__OBIETTIVO__:
Rinomina "pixel-level boxes" in "bounding boxes" in tutte le righe seguenti e riportale senza altre modifiche, omettendo le immagini.

__SEZIONE DATI__:
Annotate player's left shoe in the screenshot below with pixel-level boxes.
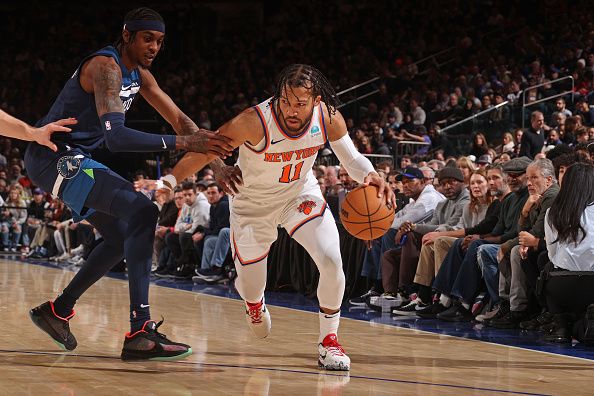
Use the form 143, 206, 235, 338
121, 320, 192, 361
245, 299, 272, 338
318, 334, 351, 371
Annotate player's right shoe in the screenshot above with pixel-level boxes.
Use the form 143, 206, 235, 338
318, 334, 351, 371
121, 320, 192, 361
29, 301, 76, 351
245, 298, 272, 338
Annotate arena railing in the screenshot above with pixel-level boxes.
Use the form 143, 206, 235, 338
522, 76, 575, 129
438, 100, 513, 155
315, 150, 396, 166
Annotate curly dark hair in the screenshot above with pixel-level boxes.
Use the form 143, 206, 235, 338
272, 63, 340, 123
113, 7, 165, 53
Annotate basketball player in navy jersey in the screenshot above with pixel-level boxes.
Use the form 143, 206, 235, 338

__RISPOSTA__:
Annotate player's left shoe in the screenshot below with bounding boxes.
Use the form 143, 206, 235, 338
121, 320, 192, 361
245, 299, 272, 338
318, 334, 351, 371
Annotate player's right shoe in the screenshot above with bounding boxes.
Use the form 143, 206, 235, 338
318, 334, 351, 371
121, 320, 192, 361
29, 301, 76, 351
245, 298, 272, 338
Annotate arena railing in the screenshot above with bounding boxes.
Use the form 143, 206, 235, 338
522, 76, 575, 129
438, 100, 513, 155
315, 150, 396, 166
Annotate curly dark hair in the screenshot above with bounding boxes.
Use the form 143, 206, 235, 338
272, 63, 340, 123
113, 7, 165, 53
Annotate basketball player in navy jersey in the screenshot above with bounding boxes.
Use the form 143, 206, 235, 338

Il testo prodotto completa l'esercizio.